§ **Point labeling examples**

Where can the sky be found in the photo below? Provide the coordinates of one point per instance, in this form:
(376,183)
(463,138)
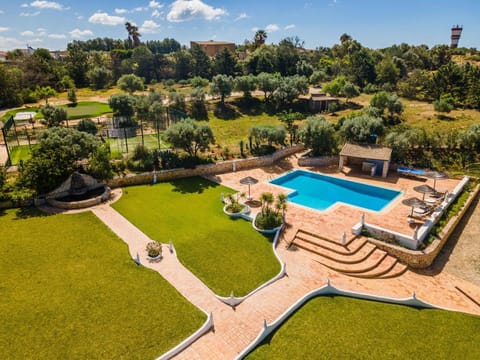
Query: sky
(374,23)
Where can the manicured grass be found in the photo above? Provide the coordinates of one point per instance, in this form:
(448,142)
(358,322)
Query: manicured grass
(87,109)
(225,254)
(228,133)
(343,328)
(22,152)
(70,290)
(117,146)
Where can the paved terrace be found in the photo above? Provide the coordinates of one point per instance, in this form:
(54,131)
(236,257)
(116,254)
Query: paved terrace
(339,218)
(236,328)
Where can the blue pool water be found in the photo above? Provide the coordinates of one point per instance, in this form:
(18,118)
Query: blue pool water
(319,191)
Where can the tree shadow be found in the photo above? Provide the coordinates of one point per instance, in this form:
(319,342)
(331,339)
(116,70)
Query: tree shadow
(193,185)
(29,212)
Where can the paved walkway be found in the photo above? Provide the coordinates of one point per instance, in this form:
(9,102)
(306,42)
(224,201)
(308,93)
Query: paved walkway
(236,328)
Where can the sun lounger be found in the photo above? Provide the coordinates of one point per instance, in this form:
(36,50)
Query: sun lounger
(410,171)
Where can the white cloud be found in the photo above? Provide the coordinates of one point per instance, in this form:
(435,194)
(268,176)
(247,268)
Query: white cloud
(56,36)
(184,10)
(105,19)
(149,27)
(41,4)
(242,16)
(155,5)
(27,33)
(271,28)
(9,43)
(77,33)
(156,13)
(30,14)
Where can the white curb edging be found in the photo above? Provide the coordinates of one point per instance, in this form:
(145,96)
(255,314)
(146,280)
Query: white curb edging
(329,289)
(190,340)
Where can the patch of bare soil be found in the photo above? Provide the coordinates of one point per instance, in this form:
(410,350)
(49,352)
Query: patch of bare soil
(461,254)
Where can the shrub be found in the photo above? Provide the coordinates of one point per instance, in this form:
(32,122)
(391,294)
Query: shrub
(154,249)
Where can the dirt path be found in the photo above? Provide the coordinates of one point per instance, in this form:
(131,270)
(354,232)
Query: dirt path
(461,254)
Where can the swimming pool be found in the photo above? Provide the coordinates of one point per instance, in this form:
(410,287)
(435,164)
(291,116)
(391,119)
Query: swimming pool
(320,191)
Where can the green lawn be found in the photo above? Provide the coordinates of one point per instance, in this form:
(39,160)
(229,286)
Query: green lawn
(118,147)
(21,152)
(333,327)
(87,109)
(70,290)
(225,254)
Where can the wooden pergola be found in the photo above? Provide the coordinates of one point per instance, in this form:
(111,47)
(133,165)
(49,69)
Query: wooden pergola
(370,154)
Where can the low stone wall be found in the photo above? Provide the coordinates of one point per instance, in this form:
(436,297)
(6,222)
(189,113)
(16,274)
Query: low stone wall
(424,258)
(211,169)
(71,205)
(318,161)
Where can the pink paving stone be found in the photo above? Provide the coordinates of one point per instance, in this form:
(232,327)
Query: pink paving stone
(235,329)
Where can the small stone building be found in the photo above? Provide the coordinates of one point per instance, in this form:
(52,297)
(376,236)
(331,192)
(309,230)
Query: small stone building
(319,102)
(213,48)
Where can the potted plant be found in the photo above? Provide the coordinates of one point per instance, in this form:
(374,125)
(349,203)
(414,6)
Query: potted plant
(154,250)
(234,207)
(272,213)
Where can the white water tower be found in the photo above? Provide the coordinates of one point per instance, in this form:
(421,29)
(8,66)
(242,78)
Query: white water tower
(456,33)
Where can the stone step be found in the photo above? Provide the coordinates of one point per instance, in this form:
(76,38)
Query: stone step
(375,258)
(353,247)
(397,270)
(384,267)
(360,254)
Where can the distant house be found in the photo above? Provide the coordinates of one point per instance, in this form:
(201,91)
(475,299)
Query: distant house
(213,48)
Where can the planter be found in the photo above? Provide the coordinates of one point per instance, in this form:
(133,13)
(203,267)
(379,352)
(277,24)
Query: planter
(265,231)
(153,258)
(245,210)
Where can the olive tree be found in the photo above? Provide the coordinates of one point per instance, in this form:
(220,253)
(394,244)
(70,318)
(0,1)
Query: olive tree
(318,134)
(189,136)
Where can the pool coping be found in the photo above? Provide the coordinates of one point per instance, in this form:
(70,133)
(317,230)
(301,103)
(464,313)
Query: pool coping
(337,204)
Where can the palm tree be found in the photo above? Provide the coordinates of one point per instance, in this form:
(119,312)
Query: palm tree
(259,38)
(133,35)
(266,200)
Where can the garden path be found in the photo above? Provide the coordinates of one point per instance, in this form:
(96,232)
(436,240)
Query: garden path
(235,328)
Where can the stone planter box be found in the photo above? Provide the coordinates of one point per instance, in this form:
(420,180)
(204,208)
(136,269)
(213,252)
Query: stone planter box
(265,231)
(245,210)
(154,258)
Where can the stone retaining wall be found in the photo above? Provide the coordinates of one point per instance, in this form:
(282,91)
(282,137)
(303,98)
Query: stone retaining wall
(211,169)
(424,258)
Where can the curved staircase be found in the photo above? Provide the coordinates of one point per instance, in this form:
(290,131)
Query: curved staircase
(358,257)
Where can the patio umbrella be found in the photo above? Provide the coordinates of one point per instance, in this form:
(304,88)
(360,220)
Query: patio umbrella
(248,181)
(424,189)
(413,202)
(436,175)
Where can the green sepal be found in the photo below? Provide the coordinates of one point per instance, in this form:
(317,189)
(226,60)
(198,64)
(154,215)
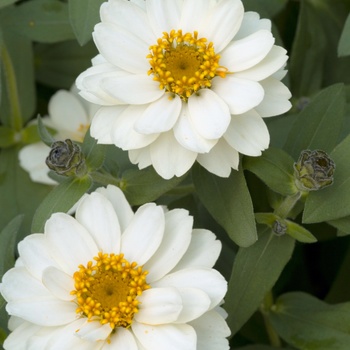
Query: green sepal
(61,199)
(275,169)
(308,323)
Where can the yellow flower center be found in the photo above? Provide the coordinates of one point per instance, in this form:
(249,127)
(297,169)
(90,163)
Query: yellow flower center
(107,289)
(184,63)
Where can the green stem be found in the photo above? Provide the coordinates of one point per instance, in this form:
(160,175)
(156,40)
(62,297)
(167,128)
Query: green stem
(265,308)
(287,205)
(12,89)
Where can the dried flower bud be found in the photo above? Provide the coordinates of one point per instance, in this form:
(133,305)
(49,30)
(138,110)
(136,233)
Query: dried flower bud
(313,171)
(66,158)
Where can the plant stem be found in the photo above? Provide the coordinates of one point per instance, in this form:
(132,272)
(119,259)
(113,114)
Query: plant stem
(12,89)
(265,308)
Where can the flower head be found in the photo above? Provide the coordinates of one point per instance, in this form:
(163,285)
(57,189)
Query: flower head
(112,278)
(70,115)
(184,81)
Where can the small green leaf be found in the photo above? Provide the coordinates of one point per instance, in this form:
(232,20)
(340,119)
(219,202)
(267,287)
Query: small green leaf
(8,239)
(94,153)
(308,323)
(299,233)
(142,186)
(60,199)
(83,15)
(275,169)
(344,42)
(44,21)
(255,271)
(44,134)
(318,126)
(332,202)
(228,201)
(7,137)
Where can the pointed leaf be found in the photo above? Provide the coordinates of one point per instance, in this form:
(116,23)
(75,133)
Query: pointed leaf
(275,169)
(308,323)
(255,271)
(60,199)
(228,201)
(318,126)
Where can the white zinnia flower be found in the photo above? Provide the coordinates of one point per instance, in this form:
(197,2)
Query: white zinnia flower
(183,80)
(114,279)
(70,115)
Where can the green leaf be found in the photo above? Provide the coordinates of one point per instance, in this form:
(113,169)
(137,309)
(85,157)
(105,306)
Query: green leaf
(44,134)
(7,137)
(228,201)
(255,271)
(308,323)
(266,8)
(8,237)
(299,233)
(83,15)
(58,65)
(94,153)
(142,186)
(60,199)
(318,126)
(344,42)
(275,169)
(18,194)
(332,202)
(44,21)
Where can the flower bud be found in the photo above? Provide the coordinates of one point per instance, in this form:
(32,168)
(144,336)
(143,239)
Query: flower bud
(66,158)
(313,171)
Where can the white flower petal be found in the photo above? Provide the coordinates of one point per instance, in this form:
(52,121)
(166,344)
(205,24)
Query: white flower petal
(159,306)
(208,280)
(98,216)
(35,255)
(187,135)
(274,60)
(252,23)
(159,116)
(209,114)
(66,111)
(121,12)
(248,134)
(220,160)
(241,95)
(169,158)
(224,21)
(212,331)
(121,47)
(144,234)
(135,89)
(276,99)
(94,331)
(176,239)
(164,15)
(169,337)
(58,283)
(121,339)
(69,242)
(195,303)
(123,130)
(202,252)
(245,53)
(121,206)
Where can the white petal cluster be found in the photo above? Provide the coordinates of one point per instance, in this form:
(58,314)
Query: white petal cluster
(180,310)
(70,116)
(215,124)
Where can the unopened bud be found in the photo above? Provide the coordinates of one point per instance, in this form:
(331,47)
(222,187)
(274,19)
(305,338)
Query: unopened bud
(313,171)
(66,158)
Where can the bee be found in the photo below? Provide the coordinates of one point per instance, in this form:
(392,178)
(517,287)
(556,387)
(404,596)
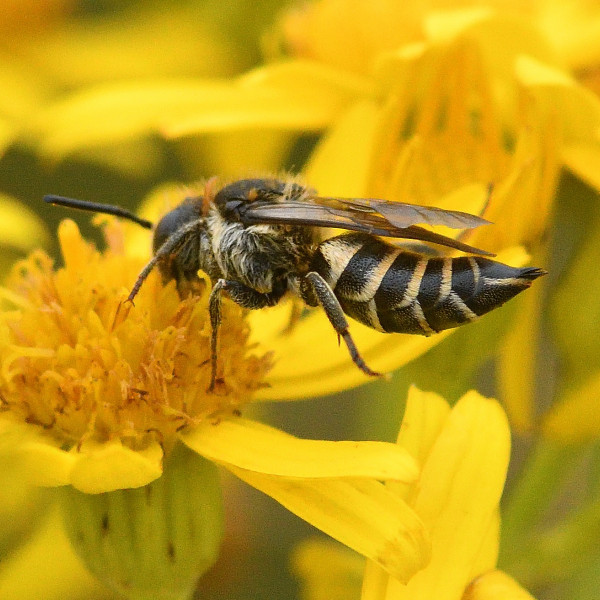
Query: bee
(260,239)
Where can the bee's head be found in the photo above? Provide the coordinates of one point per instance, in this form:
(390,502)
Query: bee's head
(232,199)
(175,219)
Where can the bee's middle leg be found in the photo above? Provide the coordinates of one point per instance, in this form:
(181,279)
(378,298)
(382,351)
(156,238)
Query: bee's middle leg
(244,296)
(331,305)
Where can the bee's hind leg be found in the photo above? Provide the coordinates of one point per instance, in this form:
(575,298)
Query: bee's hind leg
(327,299)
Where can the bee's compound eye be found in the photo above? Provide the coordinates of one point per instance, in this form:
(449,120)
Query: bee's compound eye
(174,220)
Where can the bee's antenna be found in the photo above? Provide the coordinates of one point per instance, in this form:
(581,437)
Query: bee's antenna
(107,209)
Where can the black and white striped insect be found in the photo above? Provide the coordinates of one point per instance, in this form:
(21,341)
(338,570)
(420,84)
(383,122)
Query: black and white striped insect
(259,239)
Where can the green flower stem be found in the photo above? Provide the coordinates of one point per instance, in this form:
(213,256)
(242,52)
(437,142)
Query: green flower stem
(155,541)
(539,483)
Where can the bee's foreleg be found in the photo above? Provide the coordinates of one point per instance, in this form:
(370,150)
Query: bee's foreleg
(335,314)
(214,311)
(243,295)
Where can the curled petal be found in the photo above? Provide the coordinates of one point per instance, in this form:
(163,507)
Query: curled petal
(256,447)
(362,514)
(496,585)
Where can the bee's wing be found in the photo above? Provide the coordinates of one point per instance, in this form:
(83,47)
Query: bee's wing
(368,215)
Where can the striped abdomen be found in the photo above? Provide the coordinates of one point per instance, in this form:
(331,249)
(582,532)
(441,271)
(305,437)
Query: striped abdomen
(394,290)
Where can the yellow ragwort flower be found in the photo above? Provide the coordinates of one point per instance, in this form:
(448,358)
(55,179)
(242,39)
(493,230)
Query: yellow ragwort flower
(464,454)
(440,105)
(98,395)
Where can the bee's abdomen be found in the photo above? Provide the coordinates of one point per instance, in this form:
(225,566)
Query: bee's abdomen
(393,290)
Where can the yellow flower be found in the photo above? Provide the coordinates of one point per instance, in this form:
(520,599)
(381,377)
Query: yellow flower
(408,132)
(464,454)
(98,395)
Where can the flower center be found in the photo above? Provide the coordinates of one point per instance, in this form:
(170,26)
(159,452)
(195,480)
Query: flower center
(78,361)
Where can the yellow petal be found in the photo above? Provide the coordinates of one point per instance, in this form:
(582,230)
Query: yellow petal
(35,453)
(256,447)
(293,96)
(339,164)
(424,417)
(327,570)
(579,111)
(459,491)
(496,585)
(362,514)
(112,466)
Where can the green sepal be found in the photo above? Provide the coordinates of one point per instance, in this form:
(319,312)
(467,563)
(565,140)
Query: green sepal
(154,541)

§ **TASK TO COMPLETE**
Reproduce exactly the line containing "Where can the flower center" and every line after it through the end of the records above, and nothing else.

§ **RESPONSE TO THE EXERCISE**
Where can the flower center be found in the photo above? Provide the coordinates of one point per instance, in this form:
(170,26)
(159,452)
(195,480)
Query: flower center
(78,361)
Where can the yellow petal be found in the photo above? Provide the coordinates of one point per instance, in this form:
(582,230)
Query: yellow petal
(35,453)
(256,447)
(293,96)
(339,164)
(424,417)
(327,570)
(579,111)
(459,491)
(496,585)
(362,514)
(112,466)
Where can the green sepal be found in the photo above? Provide the coordinates of one point per instance, in this form:
(319,312)
(467,563)
(565,140)
Query: green sepal
(154,541)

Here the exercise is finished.